-- START MATERIAL SUPPLIED --

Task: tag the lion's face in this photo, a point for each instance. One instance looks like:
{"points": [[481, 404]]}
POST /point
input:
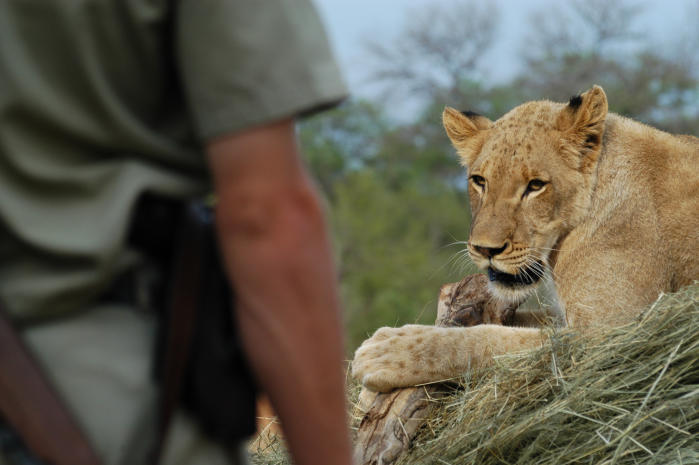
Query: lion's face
{"points": [[530, 176]]}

-- END MATERIAL SUPPLIED --

WRITTEN EXERCISE
Copy out every line of the listing above word for word, leaving out the pictures.

CORRECT RESULT
Task: tag the lion's face in this photo, a point for each instance. One instance looks like:
{"points": [[481, 404]]}
POST /point
input:
Query: lion's face
{"points": [[530, 176]]}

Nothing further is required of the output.